§ The task
Find every line in the records below that holds the word "outline" and copy it.

(Dataset items)
----------
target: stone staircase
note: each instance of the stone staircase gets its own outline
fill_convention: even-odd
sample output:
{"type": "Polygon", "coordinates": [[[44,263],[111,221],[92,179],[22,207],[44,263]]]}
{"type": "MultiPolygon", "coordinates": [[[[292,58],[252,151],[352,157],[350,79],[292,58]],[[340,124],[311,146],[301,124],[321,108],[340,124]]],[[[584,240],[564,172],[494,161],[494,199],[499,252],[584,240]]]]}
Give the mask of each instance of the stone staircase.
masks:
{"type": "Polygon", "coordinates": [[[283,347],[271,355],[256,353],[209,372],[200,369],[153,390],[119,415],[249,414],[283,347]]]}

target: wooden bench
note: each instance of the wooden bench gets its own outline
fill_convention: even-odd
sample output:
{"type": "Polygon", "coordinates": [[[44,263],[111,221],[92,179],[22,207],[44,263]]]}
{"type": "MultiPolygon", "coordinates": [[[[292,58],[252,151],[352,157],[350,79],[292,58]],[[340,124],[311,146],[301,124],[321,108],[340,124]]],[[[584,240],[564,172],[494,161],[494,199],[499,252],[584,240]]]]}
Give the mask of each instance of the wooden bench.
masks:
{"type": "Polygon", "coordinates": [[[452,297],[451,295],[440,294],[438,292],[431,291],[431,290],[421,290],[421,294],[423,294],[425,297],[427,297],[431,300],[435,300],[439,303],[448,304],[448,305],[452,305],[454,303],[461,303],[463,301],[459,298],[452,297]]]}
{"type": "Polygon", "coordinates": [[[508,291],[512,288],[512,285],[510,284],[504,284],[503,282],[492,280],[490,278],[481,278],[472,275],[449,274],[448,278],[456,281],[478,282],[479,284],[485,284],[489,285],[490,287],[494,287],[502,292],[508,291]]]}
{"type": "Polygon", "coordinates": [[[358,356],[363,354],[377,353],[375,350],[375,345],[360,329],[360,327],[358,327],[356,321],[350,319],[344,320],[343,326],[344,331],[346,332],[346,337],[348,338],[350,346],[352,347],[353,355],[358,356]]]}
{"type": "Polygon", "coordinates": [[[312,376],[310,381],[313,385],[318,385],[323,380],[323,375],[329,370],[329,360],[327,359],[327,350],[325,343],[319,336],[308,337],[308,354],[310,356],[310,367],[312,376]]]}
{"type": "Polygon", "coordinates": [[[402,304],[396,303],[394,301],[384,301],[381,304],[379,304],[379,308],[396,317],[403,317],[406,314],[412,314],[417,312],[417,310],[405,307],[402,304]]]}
----------
§ Expected answer
note: each instance of the stone staircase gets its own outline
note: each instance of the wooden bench gets its own outline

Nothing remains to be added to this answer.